WORK TO COMPLETE
Exclude the images and repeat all remaining entries exactly.

SUPPLIED ENTRIES

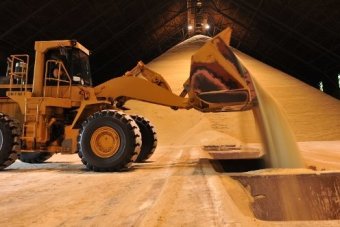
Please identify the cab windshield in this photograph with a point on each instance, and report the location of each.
(80, 66)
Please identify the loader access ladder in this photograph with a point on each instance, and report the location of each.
(31, 118)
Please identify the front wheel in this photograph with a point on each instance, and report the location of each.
(109, 140)
(149, 137)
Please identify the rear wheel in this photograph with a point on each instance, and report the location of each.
(149, 138)
(109, 140)
(35, 157)
(9, 141)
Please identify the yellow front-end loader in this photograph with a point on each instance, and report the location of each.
(59, 111)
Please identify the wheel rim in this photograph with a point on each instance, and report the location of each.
(105, 142)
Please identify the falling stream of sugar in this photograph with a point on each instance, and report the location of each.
(278, 139)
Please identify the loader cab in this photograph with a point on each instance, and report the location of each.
(71, 64)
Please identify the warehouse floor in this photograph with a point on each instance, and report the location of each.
(181, 185)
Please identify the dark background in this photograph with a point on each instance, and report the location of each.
(299, 37)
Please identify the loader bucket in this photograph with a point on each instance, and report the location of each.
(218, 81)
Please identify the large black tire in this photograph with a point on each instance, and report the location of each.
(149, 137)
(35, 157)
(9, 141)
(109, 140)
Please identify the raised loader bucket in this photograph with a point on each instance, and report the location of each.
(218, 81)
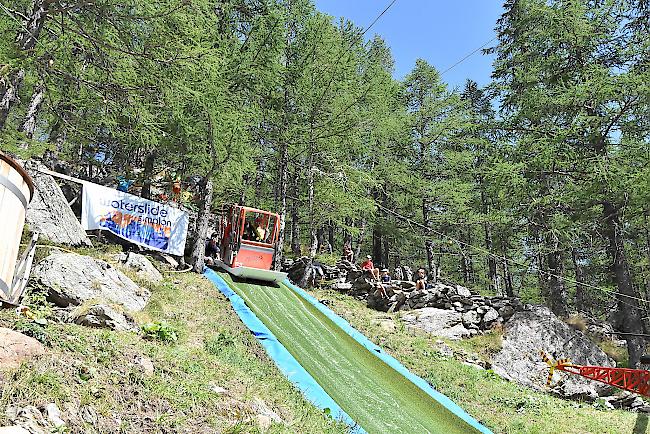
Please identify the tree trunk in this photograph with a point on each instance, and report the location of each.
(507, 277)
(557, 291)
(628, 309)
(313, 232)
(491, 260)
(466, 264)
(147, 175)
(283, 168)
(580, 300)
(377, 247)
(386, 262)
(295, 221)
(32, 26)
(29, 123)
(202, 223)
(359, 241)
(9, 96)
(259, 179)
(26, 40)
(432, 264)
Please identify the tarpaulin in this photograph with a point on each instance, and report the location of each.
(287, 364)
(150, 224)
(389, 360)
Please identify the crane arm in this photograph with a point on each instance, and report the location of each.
(633, 380)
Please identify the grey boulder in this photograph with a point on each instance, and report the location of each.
(73, 279)
(438, 322)
(537, 329)
(142, 266)
(103, 316)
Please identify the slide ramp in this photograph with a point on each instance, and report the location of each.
(370, 387)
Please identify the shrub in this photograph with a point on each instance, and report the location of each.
(160, 331)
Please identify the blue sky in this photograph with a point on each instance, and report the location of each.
(440, 31)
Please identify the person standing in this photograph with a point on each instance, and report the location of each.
(369, 267)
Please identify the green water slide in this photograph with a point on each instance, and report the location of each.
(372, 393)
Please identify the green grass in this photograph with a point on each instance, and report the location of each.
(502, 406)
(95, 369)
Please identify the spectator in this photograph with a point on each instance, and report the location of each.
(369, 267)
(384, 282)
(385, 277)
(212, 249)
(348, 254)
(421, 279)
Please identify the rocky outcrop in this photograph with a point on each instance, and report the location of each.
(530, 331)
(103, 316)
(438, 322)
(139, 264)
(50, 215)
(15, 348)
(73, 279)
(308, 273)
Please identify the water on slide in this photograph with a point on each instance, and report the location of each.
(377, 397)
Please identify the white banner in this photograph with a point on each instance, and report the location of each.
(150, 224)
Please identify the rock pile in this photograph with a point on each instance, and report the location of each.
(73, 279)
(92, 292)
(472, 312)
(50, 215)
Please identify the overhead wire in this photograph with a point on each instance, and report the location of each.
(348, 51)
(466, 57)
(530, 266)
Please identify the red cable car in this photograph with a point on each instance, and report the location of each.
(248, 241)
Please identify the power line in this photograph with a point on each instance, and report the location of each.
(534, 267)
(466, 57)
(354, 41)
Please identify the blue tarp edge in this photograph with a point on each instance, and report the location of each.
(389, 360)
(287, 364)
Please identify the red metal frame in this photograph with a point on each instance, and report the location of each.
(633, 380)
(250, 253)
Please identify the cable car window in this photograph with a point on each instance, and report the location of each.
(258, 227)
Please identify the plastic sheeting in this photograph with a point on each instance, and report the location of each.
(389, 360)
(370, 387)
(287, 364)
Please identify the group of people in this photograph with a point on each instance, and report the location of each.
(383, 277)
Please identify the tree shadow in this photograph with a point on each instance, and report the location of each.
(641, 424)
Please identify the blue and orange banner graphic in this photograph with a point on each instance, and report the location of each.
(141, 221)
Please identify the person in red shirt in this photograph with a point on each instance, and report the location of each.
(369, 267)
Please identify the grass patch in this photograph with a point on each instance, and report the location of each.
(94, 375)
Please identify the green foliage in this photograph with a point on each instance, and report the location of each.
(159, 330)
(33, 329)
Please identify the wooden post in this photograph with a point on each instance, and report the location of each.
(16, 191)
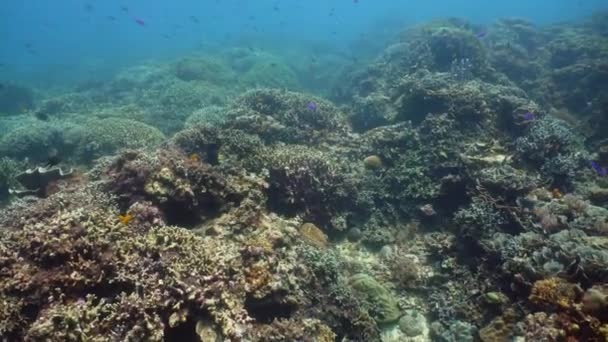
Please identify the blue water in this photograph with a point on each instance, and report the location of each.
(56, 40)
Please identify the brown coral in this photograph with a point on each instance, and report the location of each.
(554, 292)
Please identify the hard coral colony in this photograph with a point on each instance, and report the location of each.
(451, 188)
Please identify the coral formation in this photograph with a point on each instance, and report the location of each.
(456, 191)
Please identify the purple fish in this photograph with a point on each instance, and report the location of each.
(600, 171)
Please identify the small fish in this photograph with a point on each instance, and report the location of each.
(53, 159)
(481, 34)
(556, 193)
(125, 219)
(42, 116)
(529, 116)
(195, 157)
(599, 170)
(312, 106)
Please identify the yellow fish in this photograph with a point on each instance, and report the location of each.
(125, 219)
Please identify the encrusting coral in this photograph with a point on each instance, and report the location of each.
(457, 181)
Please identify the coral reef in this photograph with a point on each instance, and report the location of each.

OUTPUT OF THE TASK
Please identify the cab windshield in this photograph with a point on each instance, and report the location of each.
(80, 66)
Please identify the loader access ladder in this photograph with a point on each instance, and report the location of each.
(31, 118)
Please identify the front wheel in this photograph with a point on each instance, and report the location of each.
(109, 140)
(149, 137)
Please identify the rear wheel in this photograph with a point on each instance, and report the location of each.
(149, 138)
(109, 140)
(35, 157)
(9, 141)
Please identify the yellow front-end loader in this photograph with a point on each instance, and report the location of each.
(59, 111)
Please identify the wheel rim in this photograph with a point on each instance, and report the location of each.
(105, 142)
Please identify the falling stream of sugar in this photograph with a point on each instance, and report the location of each.
(278, 139)
Please identify the loader cab in this photograph with a point on each instance, and report the location of each.
(71, 64)
Please identify the warehouse floor in this photograph with a point on each instance, and report the location of each.
(181, 185)
Please identify the dark background in this photograph with a point on each instance, and report the location of each.
(299, 37)
Please identify the loader bucket in this photograph with a point on each instance, and report the location of each.
(218, 81)
Please identify the large black tire in this photograph with a point on each instance, and report the location of each.
(149, 137)
(35, 157)
(9, 141)
(109, 140)
Please identify the raised loader bucket in this photograph with a point on each instance, and report the location of each.
(218, 81)
Please identify the tree trunk in this photograph with a point on each instance, and report the location of each.
(507, 277)
(557, 291)
(628, 309)
(313, 232)
(491, 260)
(466, 264)
(147, 175)
(283, 168)
(580, 300)
(377, 247)
(386, 262)
(295, 221)
(32, 26)
(29, 123)
(202, 223)
(359, 241)
(9, 96)
(259, 179)
(26, 40)
(432, 264)
Please identify the tarpaulin in this photograph with a point on each instance, and report the location of each.
(287, 364)
(150, 224)
(389, 360)
Please identify the crane arm in this photograph with a point on each instance, and report the location of each.
(633, 380)
Please identify the grey boulder in this photograph with a point on each instance, and report the location of each.
(73, 279)
(438, 322)
(537, 329)
(142, 266)
(103, 316)
Please identify the slide ramp in this photograph with a point on each instance, and report the location of each.
(370, 387)
Please identify the shrub in this photograph with a point on each instance, and report the location of each.
(160, 331)
Please identify the blue sky in this photograph with a point on each instance, and report the location of each.
(440, 31)
Please identify the person standing in this photograph with a point on each instance, and report the location of each.
(369, 267)
Please identify the green water slide in this photograph with a point on each instance, and report the location of each.
(372, 393)
Please identify the green grass in this photograph with a point on each instance, and report the location of each.
(502, 406)
(95, 369)
Please identify the spectator in this photograph with a point on each instance, and report the location of each.
(369, 267)
(384, 282)
(385, 277)
(212, 249)
(348, 254)
(421, 279)
Please identify the rocky outcrop in this photograph with a point on each instance, and report the location of each.
(530, 331)
(103, 316)
(438, 322)
(139, 264)
(50, 215)
(15, 348)
(73, 279)
(308, 273)
Please identify the water on slide in this photograph with a point on each instance, and report the location of each.
(377, 397)
Please identify the white banner in this photograph with a point on each instance, and report the location of each.
(150, 224)
Please identify the rock pile in this photograph with a point on each instance, and report the location of each.
(73, 279)
(92, 292)
(472, 312)
(50, 215)
Please identify the overhead wire in this photograph with a point on each instance, and report the location of each.
(348, 51)
(466, 57)
(530, 266)
Please identify the red cable car in this photograph with a point on each instance, and report the location of each.
(248, 241)
Please identify the power line in this photograph with a point on each instance, and report the location of each.
(534, 267)
(466, 57)
(354, 41)
Please identify the blue tarp edge in this photograph with a point on each instance, and report the location of each.
(389, 360)
(287, 364)
Please identify the red metal frame in this photograph with a point on each instance, and report the location of each.
(633, 380)
(250, 253)
Please identify the cable car window in this photograph with a point on each instance, and report the location of each.
(258, 227)
Please identify the plastic sheeting in this photograph with a point on each instance, and report the location of each.
(389, 360)
(370, 387)
(287, 364)
Please identify the group of people in this photograph with a point on each instance, and report the location of each.
(383, 277)
Please identify the tree shadow in this photograph with a point on each instance, and report the location of each.
(641, 424)
Please identify the blue and orange banner graphic in this photograph with a point on each instance, and report the location of each.
(141, 221)
Please identify the person in red shirt in this photograph with a point on each instance, and report the location of each.
(369, 267)
Please identify the grass patch in this photograph with a point on each instance, and report the location of each.
(94, 375)
Please identify the green foliage in this photograph with a point on each instance, and report the location of each.
(159, 330)
(33, 329)
Please identify the wooden post in this photograph with a point on each instance, and report the location of each.
(16, 191)
Please identify the blue water in this photograph with a point on each instance, and report the location of each.
(56, 40)
Please identify the brown coral in this photograph with a point on each instance, and report the location of each.
(554, 292)
Please identify the hard coral colony in this photograph with a point on each instance, and report the location of each.
(451, 188)
Please identify the coral formation in this photograph with a point on each instance, and report the location of each.
(456, 191)
Please identify the purple fish in this photograph with a point on each instance, and report the location of each.
(600, 171)
Please identify the small fish in this photograph with a point on each instance, and report the location of each.
(53, 159)
(481, 34)
(556, 193)
(125, 219)
(42, 116)
(529, 116)
(195, 157)
(599, 170)
(312, 106)
Please identify the yellow fish in this photograph with a point on each instance, and report the location of each.
(125, 219)
Please identify the encrusting coral in this photograph with a point on each instance, and report the location of each.
(457, 181)
Please identify the coral reef in this photograph with a point on each instance, and report the location of each.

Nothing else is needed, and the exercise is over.